#### SEITENAUSZUG:
__________

Wenn man ein fremdes geparktes Fahrzeug beiseite rollt und dadurch ein Schaden entsteht, so kann man dafür keine Leistungen von seinem Privathaftpflicht-Versicherer beanspruchen. Das geht aus einem Urteil des Amtsgerichts Saarlouis vom 24. Juli 2017 hervor (28 C 250/17).
Die Klägerin hatte bei dem beklagten Versicherer eine Privathaftpflicht-Versicherung abgeschlossen. Mitversichert war ihr Ehemann. Am Schadentag hatte eine Freundin das Paar besucht und ihren Personenkraftwagen auf dem Grundstück der beiden neben einem Anhänger abgestellt.
Die vergessene Handbremse
Als der Ehemann der Klägerin einige Zeit später den Anhänger beladen wollte, stand ihm das Auto der Freundin im Weg. Da es unverschlossen und das Seitenfenster geöffnet war, beugte er sich kurzerhand in das Fahrzeug, löste die Handbremse und schob es einige Zentimeter nach vorne.

__________

[Auszüge aus Punktannotationsdaten]
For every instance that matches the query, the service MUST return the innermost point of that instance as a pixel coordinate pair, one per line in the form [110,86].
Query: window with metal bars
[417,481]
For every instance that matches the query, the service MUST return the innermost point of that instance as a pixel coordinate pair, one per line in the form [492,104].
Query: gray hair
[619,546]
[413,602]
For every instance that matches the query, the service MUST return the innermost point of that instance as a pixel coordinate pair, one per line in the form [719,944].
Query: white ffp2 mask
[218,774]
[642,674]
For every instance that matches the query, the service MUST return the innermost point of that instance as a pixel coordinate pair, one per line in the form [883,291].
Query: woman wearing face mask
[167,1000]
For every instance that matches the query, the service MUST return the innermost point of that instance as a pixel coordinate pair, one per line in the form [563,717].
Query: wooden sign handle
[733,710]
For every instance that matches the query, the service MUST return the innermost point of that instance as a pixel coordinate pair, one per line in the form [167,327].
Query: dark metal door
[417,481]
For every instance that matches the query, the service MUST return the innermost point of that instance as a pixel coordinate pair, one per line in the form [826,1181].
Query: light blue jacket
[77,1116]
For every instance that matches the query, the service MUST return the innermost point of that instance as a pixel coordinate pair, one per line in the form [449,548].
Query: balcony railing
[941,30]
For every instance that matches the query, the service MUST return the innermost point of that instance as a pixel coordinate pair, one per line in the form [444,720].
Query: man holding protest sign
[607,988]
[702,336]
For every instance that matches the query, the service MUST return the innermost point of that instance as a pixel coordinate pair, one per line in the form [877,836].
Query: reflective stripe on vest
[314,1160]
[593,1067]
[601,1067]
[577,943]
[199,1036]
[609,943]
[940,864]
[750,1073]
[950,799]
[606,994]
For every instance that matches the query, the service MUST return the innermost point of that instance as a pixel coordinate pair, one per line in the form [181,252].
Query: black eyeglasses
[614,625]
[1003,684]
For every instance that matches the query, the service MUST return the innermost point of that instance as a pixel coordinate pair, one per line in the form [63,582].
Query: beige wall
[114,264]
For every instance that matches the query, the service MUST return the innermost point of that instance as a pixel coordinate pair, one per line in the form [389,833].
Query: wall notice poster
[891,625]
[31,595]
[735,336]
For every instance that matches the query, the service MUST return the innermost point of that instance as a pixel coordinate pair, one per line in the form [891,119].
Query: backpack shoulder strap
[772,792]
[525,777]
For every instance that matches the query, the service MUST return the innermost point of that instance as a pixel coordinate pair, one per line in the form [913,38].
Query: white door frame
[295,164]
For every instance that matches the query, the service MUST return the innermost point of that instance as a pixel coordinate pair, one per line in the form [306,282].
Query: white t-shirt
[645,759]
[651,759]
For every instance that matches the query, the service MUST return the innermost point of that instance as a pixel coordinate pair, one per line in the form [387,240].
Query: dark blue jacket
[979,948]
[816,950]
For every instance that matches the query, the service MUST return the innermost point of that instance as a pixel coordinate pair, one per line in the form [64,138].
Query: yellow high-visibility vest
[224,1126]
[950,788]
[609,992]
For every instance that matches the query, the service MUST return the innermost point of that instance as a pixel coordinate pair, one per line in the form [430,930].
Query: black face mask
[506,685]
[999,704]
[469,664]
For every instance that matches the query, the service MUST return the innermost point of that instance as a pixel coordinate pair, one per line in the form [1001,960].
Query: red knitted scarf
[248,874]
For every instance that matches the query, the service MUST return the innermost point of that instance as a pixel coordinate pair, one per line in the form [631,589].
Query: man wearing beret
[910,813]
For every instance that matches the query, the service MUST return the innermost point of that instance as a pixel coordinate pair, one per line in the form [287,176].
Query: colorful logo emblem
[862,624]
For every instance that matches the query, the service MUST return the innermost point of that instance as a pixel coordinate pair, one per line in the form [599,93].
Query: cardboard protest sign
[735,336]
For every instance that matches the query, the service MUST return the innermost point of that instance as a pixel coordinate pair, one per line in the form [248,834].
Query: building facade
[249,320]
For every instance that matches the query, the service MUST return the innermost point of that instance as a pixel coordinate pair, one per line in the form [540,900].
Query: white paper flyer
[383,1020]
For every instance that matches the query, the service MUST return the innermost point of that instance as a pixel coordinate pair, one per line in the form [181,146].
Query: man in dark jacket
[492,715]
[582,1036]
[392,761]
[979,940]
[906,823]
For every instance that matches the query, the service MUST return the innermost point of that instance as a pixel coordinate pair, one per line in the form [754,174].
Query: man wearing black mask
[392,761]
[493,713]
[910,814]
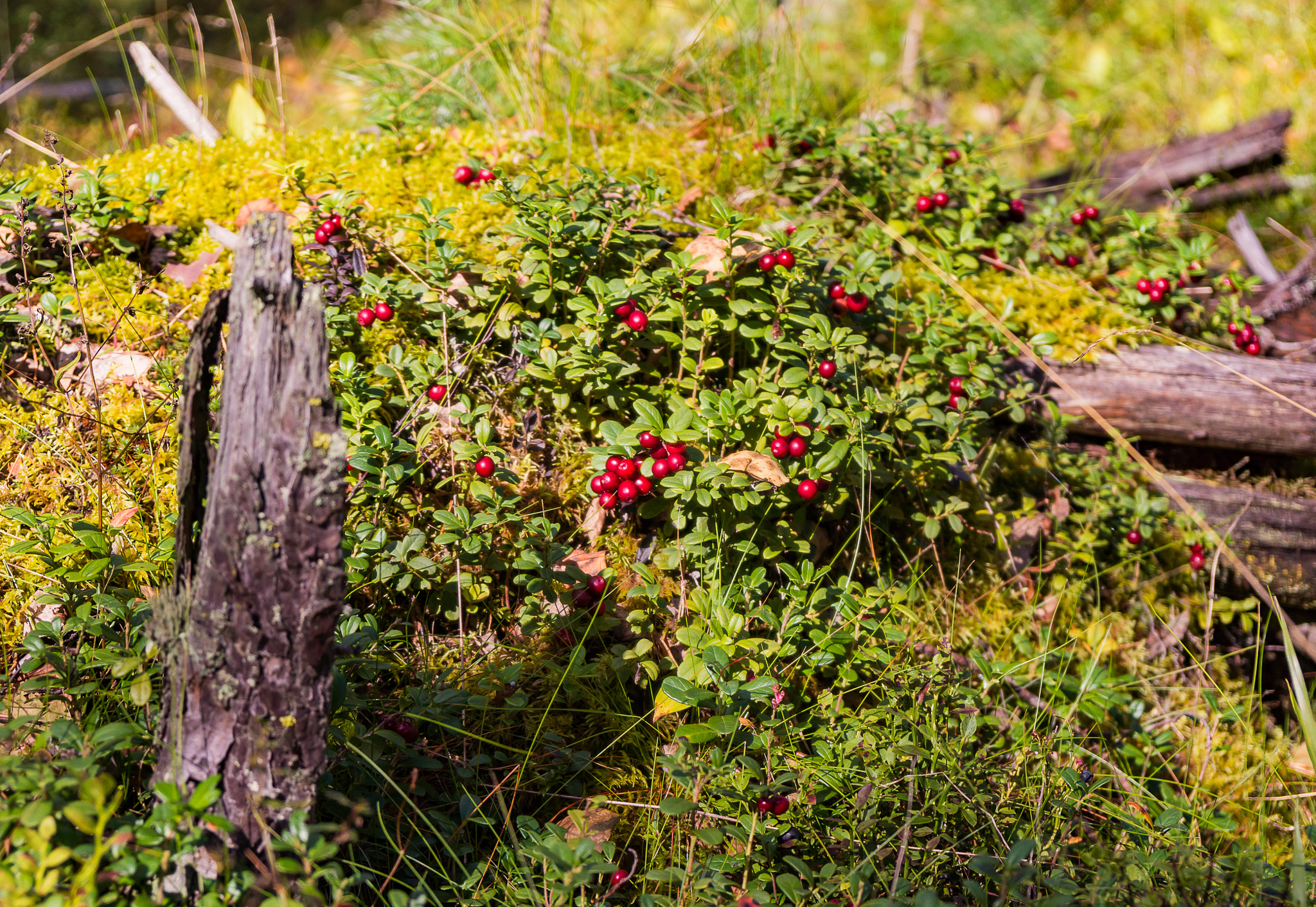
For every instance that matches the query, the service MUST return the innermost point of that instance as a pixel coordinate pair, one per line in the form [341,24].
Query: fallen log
[1274,535]
[1175,395]
[1141,178]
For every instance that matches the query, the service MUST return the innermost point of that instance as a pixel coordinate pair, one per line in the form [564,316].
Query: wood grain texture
[1276,535]
[249,685]
[1173,395]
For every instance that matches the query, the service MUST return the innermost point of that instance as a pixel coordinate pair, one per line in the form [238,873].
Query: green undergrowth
[949,662]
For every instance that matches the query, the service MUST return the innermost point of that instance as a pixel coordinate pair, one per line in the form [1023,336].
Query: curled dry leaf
[758,466]
[709,252]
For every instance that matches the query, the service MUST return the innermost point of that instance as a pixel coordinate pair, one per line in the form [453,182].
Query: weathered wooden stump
[248,628]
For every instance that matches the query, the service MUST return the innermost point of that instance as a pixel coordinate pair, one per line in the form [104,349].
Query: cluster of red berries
[925,203]
[623,482]
[632,315]
[790,445]
[776,805]
[1155,290]
[380,312]
[1245,339]
[957,391]
[472,177]
[402,727]
[591,597]
[328,227]
[783,258]
[844,302]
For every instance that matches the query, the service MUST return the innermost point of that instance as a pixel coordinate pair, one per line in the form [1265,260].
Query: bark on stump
[249,624]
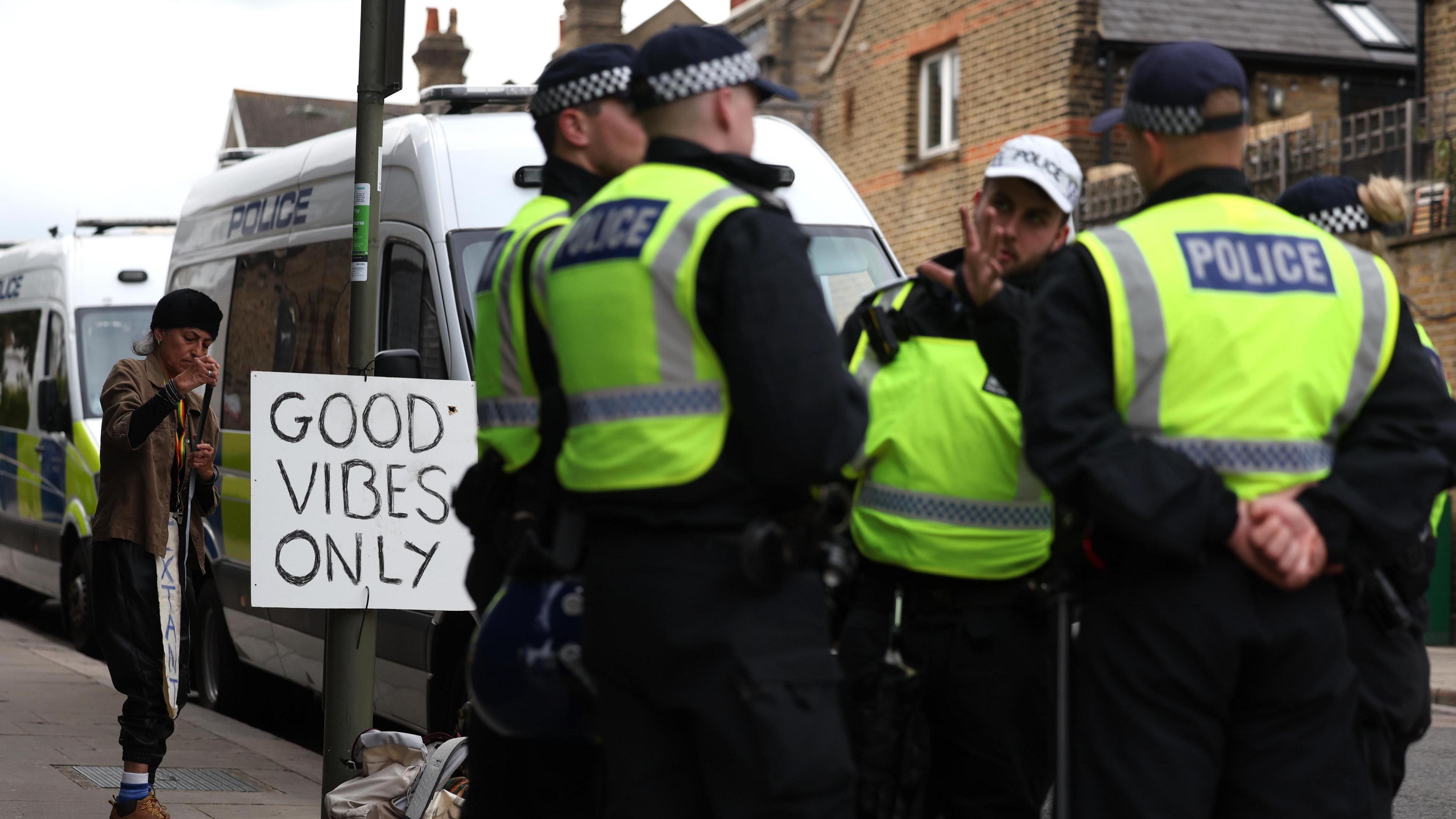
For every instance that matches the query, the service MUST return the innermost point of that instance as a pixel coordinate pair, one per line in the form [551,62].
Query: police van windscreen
[102,337]
[848,261]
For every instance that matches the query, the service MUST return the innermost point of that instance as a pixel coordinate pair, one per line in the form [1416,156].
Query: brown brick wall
[800,36]
[1015,78]
[1314,94]
[1426,270]
[1440,46]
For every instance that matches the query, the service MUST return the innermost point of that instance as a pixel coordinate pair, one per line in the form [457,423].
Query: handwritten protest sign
[351,492]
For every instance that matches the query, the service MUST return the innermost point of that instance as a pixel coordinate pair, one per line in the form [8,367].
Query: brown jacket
[136,484]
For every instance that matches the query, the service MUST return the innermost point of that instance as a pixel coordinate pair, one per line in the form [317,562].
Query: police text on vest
[1256,263]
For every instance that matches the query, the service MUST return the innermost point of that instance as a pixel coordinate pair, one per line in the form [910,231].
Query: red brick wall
[1017,76]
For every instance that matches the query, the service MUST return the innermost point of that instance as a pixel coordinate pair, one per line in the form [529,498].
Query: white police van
[71,307]
[268,238]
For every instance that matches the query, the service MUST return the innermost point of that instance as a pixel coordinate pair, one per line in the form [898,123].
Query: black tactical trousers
[129,629]
[715,700]
[516,779]
[983,653]
[1210,693]
[1395,698]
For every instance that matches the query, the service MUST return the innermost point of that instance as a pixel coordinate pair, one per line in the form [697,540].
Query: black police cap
[583,75]
[685,62]
[1168,86]
[1330,202]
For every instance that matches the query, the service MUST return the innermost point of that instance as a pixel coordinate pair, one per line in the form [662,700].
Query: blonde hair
[1384,199]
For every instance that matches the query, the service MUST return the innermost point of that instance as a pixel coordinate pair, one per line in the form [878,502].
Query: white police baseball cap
[1043,162]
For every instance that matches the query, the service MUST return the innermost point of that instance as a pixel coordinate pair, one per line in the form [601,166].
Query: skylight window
[1366,24]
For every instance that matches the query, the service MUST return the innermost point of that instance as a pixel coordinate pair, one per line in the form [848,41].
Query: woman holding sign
[151,416]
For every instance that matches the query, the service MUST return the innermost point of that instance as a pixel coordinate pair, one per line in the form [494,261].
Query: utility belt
[928,595]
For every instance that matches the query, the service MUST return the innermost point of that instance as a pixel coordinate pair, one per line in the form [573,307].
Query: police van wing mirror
[400,365]
[50,410]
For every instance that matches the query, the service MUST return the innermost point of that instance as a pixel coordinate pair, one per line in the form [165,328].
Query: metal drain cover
[169,779]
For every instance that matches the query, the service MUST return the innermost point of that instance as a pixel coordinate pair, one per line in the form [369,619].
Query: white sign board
[351,492]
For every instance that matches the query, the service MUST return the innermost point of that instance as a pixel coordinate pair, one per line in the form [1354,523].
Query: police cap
[583,75]
[1168,86]
[685,62]
[1330,202]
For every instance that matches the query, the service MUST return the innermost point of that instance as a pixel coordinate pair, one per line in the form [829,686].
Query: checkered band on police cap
[610,82]
[702,78]
[1180,120]
[1346,219]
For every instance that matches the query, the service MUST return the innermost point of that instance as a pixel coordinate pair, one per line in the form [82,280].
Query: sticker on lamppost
[351,486]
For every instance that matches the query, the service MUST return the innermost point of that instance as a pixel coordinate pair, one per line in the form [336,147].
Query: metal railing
[1413,140]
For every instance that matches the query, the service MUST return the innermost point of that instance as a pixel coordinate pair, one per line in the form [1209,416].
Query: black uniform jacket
[1390,464]
[797,416]
[937,311]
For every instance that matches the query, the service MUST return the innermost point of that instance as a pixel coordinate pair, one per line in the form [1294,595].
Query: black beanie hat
[187,308]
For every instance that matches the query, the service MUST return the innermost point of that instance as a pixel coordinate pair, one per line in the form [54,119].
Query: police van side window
[19,333]
[411,320]
[290,314]
[56,362]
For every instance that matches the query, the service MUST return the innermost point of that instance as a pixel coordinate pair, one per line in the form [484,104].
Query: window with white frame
[940,101]
[1366,24]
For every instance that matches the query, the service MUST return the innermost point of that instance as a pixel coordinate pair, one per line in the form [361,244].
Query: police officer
[947,515]
[590,133]
[1388,646]
[704,392]
[1229,395]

__________

#### GESTELLTE AUFGABE:
Übersetze diesen Satz aus dem Seitenauszug ins Englische: "Am Schadentag hatte eine Freundin das Paar besucht und ihren Personenkraftwagen auf dem Grundstück der beiden neben einem Anhänger abgestellt."

#### ANTWORT ZUR AUFGABE:
On the day of the damage, a friend had visited the couple and parked her car on their property next to a trailer.